■ **Problem**
For this exercise, transcribe all the entries exactly as given and omit the images.

======== Dataset records

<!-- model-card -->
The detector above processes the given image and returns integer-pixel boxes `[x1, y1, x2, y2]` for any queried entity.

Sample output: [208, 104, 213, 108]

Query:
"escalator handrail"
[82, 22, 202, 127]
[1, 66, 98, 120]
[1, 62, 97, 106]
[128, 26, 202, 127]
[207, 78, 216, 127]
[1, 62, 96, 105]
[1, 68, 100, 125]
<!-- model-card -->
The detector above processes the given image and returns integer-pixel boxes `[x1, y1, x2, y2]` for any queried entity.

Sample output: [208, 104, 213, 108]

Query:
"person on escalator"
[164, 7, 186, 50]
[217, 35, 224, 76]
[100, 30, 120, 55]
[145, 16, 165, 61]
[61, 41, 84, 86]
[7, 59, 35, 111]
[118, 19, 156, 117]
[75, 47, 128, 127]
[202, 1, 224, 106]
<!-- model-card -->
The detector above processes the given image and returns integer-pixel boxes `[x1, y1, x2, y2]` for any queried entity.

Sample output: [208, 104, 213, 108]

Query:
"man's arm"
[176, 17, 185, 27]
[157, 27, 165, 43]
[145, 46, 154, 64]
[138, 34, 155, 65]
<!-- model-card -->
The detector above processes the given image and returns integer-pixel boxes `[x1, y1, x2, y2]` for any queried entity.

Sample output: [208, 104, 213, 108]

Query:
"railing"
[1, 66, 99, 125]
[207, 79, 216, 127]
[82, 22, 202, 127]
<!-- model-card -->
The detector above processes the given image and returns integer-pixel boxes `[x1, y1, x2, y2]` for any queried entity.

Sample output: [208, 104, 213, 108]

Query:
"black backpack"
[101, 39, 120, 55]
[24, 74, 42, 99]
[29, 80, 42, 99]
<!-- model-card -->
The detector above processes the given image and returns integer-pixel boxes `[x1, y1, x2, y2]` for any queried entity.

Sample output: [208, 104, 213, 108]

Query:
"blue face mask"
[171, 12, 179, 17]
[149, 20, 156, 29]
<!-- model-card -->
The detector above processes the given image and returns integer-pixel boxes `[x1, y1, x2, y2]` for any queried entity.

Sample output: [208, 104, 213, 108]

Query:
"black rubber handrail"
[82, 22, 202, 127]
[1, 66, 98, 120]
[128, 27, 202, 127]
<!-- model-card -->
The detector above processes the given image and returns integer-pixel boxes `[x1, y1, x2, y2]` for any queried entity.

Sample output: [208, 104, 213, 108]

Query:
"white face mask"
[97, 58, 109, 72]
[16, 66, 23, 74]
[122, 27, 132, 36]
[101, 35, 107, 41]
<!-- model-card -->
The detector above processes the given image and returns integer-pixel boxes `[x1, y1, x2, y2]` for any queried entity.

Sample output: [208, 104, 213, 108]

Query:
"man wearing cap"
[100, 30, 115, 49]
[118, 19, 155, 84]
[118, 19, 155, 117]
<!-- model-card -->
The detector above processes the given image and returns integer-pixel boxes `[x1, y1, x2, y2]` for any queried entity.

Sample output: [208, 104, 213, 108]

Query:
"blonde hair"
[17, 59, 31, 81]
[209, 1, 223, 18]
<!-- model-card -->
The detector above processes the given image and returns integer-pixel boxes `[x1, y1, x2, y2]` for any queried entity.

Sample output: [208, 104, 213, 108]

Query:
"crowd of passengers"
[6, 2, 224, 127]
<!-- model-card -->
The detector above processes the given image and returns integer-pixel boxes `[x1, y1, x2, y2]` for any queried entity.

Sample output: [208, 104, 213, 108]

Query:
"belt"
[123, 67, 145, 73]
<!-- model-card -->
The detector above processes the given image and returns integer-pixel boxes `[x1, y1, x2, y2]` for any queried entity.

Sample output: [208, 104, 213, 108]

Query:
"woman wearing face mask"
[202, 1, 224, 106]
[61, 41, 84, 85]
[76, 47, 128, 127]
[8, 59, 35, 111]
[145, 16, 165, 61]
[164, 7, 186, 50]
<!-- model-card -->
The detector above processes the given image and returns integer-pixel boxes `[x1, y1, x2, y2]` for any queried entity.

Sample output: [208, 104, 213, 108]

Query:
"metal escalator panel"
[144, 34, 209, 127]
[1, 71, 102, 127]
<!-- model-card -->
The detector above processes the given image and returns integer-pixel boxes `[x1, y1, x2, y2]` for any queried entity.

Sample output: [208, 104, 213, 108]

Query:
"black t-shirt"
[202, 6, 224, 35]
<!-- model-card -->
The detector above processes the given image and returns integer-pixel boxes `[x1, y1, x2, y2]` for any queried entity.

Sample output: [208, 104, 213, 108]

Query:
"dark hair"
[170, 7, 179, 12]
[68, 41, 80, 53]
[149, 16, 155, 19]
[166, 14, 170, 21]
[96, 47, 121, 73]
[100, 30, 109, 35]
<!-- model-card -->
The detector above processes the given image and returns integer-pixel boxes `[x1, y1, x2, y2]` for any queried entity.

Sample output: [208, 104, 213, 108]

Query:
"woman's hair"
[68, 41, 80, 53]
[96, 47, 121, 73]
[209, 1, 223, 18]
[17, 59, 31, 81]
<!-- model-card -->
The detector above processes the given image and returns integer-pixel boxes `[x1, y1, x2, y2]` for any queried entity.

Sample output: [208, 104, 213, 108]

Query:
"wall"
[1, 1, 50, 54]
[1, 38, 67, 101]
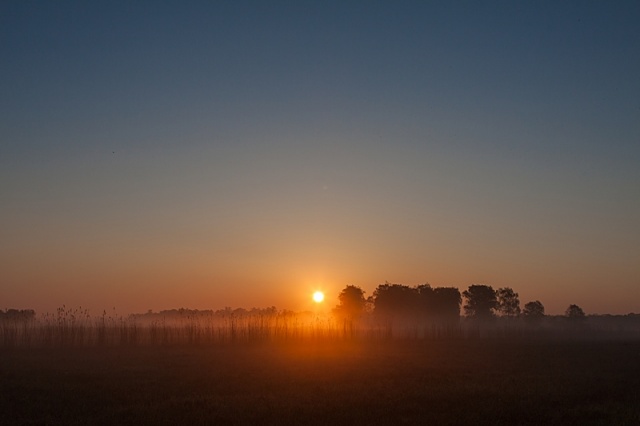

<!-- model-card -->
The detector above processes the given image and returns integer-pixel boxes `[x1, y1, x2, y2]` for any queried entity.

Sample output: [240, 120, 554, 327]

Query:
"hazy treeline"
[130, 306, 281, 324]
[333, 282, 640, 338]
[0, 309, 36, 321]
[2, 282, 639, 347]
[333, 282, 573, 324]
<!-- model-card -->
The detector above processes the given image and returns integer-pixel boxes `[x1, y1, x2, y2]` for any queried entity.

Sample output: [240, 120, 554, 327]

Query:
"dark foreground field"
[1, 338, 639, 425]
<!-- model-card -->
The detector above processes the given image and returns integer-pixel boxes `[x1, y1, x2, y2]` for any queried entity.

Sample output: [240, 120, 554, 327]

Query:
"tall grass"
[1, 307, 350, 347]
[2, 306, 638, 348]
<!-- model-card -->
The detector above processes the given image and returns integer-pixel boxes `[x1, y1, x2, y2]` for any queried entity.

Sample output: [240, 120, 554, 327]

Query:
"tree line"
[0, 309, 35, 321]
[333, 282, 586, 326]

================

■ **Answer box**
<!-- model-card -->
The detector above processes the given image and returns integer-pixel boxes `[x1, y1, x2, y2]` for any queried entity.

Sample output: [208, 104, 213, 108]

Query:
"escalator handrail"
[82, 22, 202, 127]
[1, 66, 98, 120]
[1, 62, 97, 106]
[128, 26, 202, 127]
[207, 78, 216, 127]
[1, 62, 96, 105]
[1, 68, 100, 125]
<!-- model-card -->
The detector above processes the given image and returns integer-pixel boxes `[x1, y1, x2, y2]` for any queried entity.

Sample output: [208, 104, 213, 108]

Query:
"person on escalator"
[164, 7, 186, 50]
[217, 35, 224, 76]
[100, 30, 120, 55]
[145, 16, 165, 61]
[61, 41, 84, 86]
[7, 59, 35, 111]
[118, 19, 156, 117]
[75, 47, 128, 127]
[202, 1, 224, 106]
<!-- model-card -->
The detector above processes the given image and returns integer-pixel boxes `[x1, y1, x2, y2]` for any queried entity.

Sample output: [208, 104, 213, 108]

Query:
"man's arm"
[176, 17, 185, 27]
[157, 27, 165, 43]
[145, 46, 154, 64]
[138, 34, 155, 65]
<!-- model-card -->
The detector above processes the given image and returns integer-pixel boxes `[x1, y1, x2, y2]` for any queried entity.

Sample output: [208, 104, 213, 108]

Query:
"railing"
[1, 66, 99, 125]
[207, 79, 216, 127]
[82, 22, 202, 127]
<!-- model-card -->
The detector above processes the given image and returns integer-pixel boxes `[x1, y1, x2, y2]` for any queried entity.

Sample output: [208, 104, 213, 108]

Query:
"black backpack"
[101, 39, 120, 55]
[24, 74, 42, 99]
[29, 80, 42, 99]
<!-- model-card -->
The detector above processes the given image and returns integer-pixel boxes `[x1, y1, x2, y2]` for any queried entity.

Sample output: [208, 104, 213, 108]

Query:
"blue face mask"
[171, 12, 179, 17]
[149, 20, 156, 29]
<!-- model-card -->
The detector above processes the given image and returns integer-pixel boxes `[x1, y1, x2, y2]` for any queried entity.

Sample output: [208, 104, 213, 108]

Query:
"black rubber handrail"
[82, 22, 202, 127]
[1, 66, 98, 120]
[128, 27, 202, 127]
<!-- model-card -->
The detector above processes the given image and returns integer-pixel boxes `[x1, y1, x2, y2]` for any queried entity.

Sample output: [208, 104, 213, 108]

Query:
"white face mask"
[97, 58, 109, 72]
[16, 66, 23, 74]
[122, 27, 132, 36]
[101, 35, 107, 41]
<!-- model-card -->
The detector above processes the given image and returns integer-pixel boxes `[x1, y1, x2, y2]` for any queried entity.

Sample output: [208, 104, 213, 108]

Query:
"man wearing cap"
[100, 30, 115, 49]
[118, 19, 155, 84]
[118, 19, 155, 117]
<!-- model-card -->
The detector above processes the given image and returns integer-pixel boxes `[x1, y1, x2, y2]` for any queried entity.

Sample output: [208, 104, 213, 108]

Query:
"blonde hair"
[17, 59, 31, 81]
[209, 1, 223, 18]
<!-- model-card -->
The detector above processes the given image and returns integer-pixel boxes `[x1, y1, x2, y2]` for any queried entity.

Sample output: [208, 104, 213, 108]

Query:
"crowd of passengers"
[6, 2, 224, 127]
<!-- model-card -->
The detector above processes the given image and returns integer-pixel boxes `[x1, y1, x2, y2]` for any queried entity.

Sample output: [208, 104, 213, 108]

Query:
"belt"
[123, 67, 145, 73]
<!-- model-card -->
The detector above processes the given image and returns integer-pixel boxes `[x1, y1, x2, y2]` for any queried entity.

Sample output: [208, 104, 213, 108]

Query:
"woman wearing face mask"
[202, 1, 224, 106]
[61, 41, 84, 85]
[76, 47, 128, 127]
[8, 59, 35, 111]
[145, 16, 165, 61]
[164, 7, 186, 50]
<!-- model-card -->
The detector above processes the given image and returns integer-pixel boxes `[x1, y1, x2, y2]` for any queried entity.

Sample output: [208, 104, 213, 108]

Query:
"metal escalator panel"
[144, 34, 209, 127]
[1, 71, 102, 127]
<!-- model-card -->
The detector above processes the given image and returns integer-pixel boxes `[x1, y1, x2, y2]` for any queried entity.

Sample output: [208, 104, 213, 108]

Query:
"black t-shirt"
[202, 6, 224, 35]
<!-- model-card -->
The detector above processes the given image and returns integer-pixel boxes `[x1, y1, x2, y2]` for any queried entity.

Sample output: [208, 104, 213, 108]

Query:
"dark hair"
[170, 7, 179, 12]
[68, 41, 80, 53]
[149, 16, 155, 19]
[166, 14, 170, 21]
[96, 47, 121, 73]
[100, 30, 109, 35]
<!-- model-card -->
The detector above processes the given image and returns integer-pixel boxes `[x1, y1, x2, y2]` for any queried entity.

Sample output: [208, 104, 213, 108]

Query:
"woman's hair"
[68, 41, 80, 53]
[96, 47, 121, 73]
[209, 1, 223, 18]
[17, 59, 31, 81]
<!-- model-card -->
The detector above processes the given image and returns integer-pixel boxes `[x1, y1, x2, y2]` for any queried entity.

Sample output: [208, 104, 213, 108]

Query:
"wall"
[1, 1, 50, 54]
[1, 38, 67, 101]

<!-- model-card -->
The detector above processes the given image and returns integer-pixel boxes `[x1, y1, x2, y2]` for any queried entity.

Sample output: [240, 120, 554, 327]

Query:
"hazy treeline"
[130, 306, 281, 324]
[333, 282, 640, 338]
[0, 309, 36, 321]
[2, 282, 639, 347]
[333, 282, 573, 324]
<!-- model-card -->
The detector above processes the given image and returns integer-pixel boxes `[x1, y1, x2, y2]` for any queried entity.

Sample output: [240, 120, 554, 327]

Query:
"dark foreground field"
[1, 338, 639, 425]
<!-- model-card -->
The detector above processes the given image and returns integer-pixel boxes `[x1, y1, x2, y2]` for any queried entity.

Sample output: [240, 120, 554, 327]

Query:
"tall grass"
[1, 307, 350, 347]
[2, 306, 638, 348]
<!-- model-card -->
The detector above processes the given image and returns integer-pixel boxes `[x1, y1, x2, y2]` for any queried entity.

Sample output: [240, 120, 554, 327]

Query:
"tree line"
[0, 309, 35, 321]
[333, 282, 586, 326]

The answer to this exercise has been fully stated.